● **DIRECTIONS**: Extend the interview excerpt about the soundtrack work on Lost In Translation, starting after its final sentence.

● **EXCERPT PROVIDED**:

Q: How did you end up doing the soundtrack work on Lost In Translation?
The guy who put the soundtrack together, Brian Reitzell, who’s the drummer for Air, and he used to be in Redd Kross, I met him in Japan while I was touring with Primal Scream. We played a festival there together, and he asked me if I ever wanted to do something together, to give him a call. And then when they were doing the film, because they were already using some My Bloody Valentine music, they asked if I’d like to do just a few bits of new music. Initially, they just needed some music for a shot of a pan across the city. Then after I started doing that, they gave me the opportunity to replace some of the music they had in the rough cuts. But it had to be a similar style of what was already there, which was an imitation of My Bloody Valentine. So it was a little weird trying to imitate something that was trying to imitate something I had done before. One of the songs we had to replace just had really horrible lyrics, so we just copied the basic tempo of the song, and re-did it. I won’t tell you whose song it was. Haha. So yeah, that felt quite strange.

● **ENTRIES SUPPLIED**:
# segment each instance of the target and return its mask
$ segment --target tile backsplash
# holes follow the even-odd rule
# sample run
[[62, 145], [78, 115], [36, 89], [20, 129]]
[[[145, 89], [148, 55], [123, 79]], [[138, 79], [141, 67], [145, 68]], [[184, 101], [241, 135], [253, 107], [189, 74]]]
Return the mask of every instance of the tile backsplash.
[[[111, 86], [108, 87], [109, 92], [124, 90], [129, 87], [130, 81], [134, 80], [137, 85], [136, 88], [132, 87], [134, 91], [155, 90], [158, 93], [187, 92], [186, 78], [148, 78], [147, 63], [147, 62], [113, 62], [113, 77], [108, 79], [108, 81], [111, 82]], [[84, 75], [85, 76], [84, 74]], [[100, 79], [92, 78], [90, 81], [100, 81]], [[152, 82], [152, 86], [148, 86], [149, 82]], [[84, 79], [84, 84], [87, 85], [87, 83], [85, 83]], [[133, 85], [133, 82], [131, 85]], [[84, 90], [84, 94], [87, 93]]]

...

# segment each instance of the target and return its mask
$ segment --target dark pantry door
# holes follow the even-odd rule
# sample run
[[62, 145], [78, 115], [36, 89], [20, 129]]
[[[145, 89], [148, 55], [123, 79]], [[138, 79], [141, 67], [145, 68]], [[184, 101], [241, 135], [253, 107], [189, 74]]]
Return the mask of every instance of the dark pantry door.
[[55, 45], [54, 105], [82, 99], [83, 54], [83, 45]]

● **WRITTEN ANSWER**:
Q: Cool. So how about we go back to the very beginning … Where did you grow up?
I was born in Queens in New York.
Q: Really? So you’re actually an American….
Yeah. I actually have dual citizenship. My parents are Irish, and they immigrated to America in the 50’s as teenagers. I lived in Queens until I was 3 or 4, and then I lived on Long Island until I was 10.
Q: That’s funny. Do you remember what school you went to?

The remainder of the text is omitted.